-- Data entries --
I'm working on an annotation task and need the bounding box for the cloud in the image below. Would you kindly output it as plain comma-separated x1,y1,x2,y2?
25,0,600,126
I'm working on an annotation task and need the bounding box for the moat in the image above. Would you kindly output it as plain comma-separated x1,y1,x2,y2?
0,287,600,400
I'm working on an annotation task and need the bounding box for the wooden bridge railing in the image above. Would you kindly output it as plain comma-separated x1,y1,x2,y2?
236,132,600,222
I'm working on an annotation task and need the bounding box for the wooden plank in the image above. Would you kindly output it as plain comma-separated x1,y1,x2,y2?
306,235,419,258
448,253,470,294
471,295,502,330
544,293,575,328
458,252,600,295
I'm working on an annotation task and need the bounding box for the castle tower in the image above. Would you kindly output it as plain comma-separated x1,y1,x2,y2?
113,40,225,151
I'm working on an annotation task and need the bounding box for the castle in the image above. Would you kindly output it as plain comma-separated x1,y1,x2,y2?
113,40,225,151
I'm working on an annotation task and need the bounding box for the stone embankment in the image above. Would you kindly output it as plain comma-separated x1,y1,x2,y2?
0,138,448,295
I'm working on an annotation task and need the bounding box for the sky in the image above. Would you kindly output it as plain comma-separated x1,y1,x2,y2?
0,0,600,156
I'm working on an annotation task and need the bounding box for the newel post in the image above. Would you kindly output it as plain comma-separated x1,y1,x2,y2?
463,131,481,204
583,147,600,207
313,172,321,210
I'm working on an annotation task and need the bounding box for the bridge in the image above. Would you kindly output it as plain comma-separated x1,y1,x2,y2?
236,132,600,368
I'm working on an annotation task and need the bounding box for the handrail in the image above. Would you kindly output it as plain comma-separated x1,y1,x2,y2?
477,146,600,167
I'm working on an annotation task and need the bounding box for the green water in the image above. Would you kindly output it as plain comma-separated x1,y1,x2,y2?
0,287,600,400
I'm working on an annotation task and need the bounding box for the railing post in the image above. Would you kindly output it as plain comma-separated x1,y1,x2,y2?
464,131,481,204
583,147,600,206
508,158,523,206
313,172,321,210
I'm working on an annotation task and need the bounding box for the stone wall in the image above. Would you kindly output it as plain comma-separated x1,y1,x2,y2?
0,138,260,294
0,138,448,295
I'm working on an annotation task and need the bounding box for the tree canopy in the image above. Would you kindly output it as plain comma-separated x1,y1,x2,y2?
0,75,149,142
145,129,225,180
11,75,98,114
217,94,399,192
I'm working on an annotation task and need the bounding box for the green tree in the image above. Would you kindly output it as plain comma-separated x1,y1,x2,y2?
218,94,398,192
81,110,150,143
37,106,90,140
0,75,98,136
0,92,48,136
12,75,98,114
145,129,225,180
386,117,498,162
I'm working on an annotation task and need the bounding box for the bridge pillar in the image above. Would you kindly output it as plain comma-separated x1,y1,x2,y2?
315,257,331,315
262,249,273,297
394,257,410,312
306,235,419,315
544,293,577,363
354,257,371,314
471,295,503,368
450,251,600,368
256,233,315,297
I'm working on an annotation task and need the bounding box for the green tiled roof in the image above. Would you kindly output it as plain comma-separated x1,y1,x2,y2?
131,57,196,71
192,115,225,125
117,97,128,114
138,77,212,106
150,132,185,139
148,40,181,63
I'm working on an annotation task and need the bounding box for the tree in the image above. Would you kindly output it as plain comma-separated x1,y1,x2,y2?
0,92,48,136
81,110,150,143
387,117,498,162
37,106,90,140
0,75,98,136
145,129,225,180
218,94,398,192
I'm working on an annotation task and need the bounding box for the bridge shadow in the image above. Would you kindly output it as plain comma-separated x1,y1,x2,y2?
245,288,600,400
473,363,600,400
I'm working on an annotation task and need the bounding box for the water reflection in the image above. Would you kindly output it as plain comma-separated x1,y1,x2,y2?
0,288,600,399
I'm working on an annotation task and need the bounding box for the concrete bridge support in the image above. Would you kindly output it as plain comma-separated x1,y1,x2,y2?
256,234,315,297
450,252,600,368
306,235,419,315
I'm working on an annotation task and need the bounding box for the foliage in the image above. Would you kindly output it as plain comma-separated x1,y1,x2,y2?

-- Request --
Render the entries above as a numbered list, starting with the first line and ending with the line that contains "0,0,600,156", both included. Leave out any blank lines.

-- Answer for this exercise --
1. I'm working on an annotation task and need the bounding box for the cloud in the image below. Would you kindly output it as plain comma-separated x1,y1,x2,y2?
2. 25,0,600,126
3. I'm working on an annotation task and need the bounding box for the moat in the image above. Would you kindly output it as plain comma-separated x1,y1,x2,y2?
4. 0,287,600,400
5. I'm working on an annotation task and need the bounding box for the wooden bridge railing in the image above. Would you kindly output it as plain comma-separated x1,y1,x2,y2?
6. 236,132,600,222
7. I'm working on an annotation task and need the bounding box for the wooden plank in the image above. Would you kindly output it as plain comma-separated x1,y1,x2,y2?
8. 306,235,419,258
9. 448,253,470,294
10. 471,295,502,330
11. 544,293,575,328
12. 458,252,600,295
13. I'm working on an annotation task and need the bounding box for the castle tower in the image above. Would you kindly output it as plain comma-separated x1,y1,x2,y2?
14. 113,40,225,151
15. I'm working on an annotation task and need the bounding box for the castle in the image above. Would you kindly output it as plain comma-separated x1,y1,x2,y2?
16. 113,40,225,151
17. I'm working on an annotation task and need the bounding box for the stone embankment in the image above. Would you kindly output it as plain comma-separated x1,y1,x2,y2?
18. 0,138,448,295
19. I'm working on an annotation task and need the bounding box for the sky in the image above. Would you kindly output it as plain comma-separated x1,y1,x2,y2?
20. 0,0,600,156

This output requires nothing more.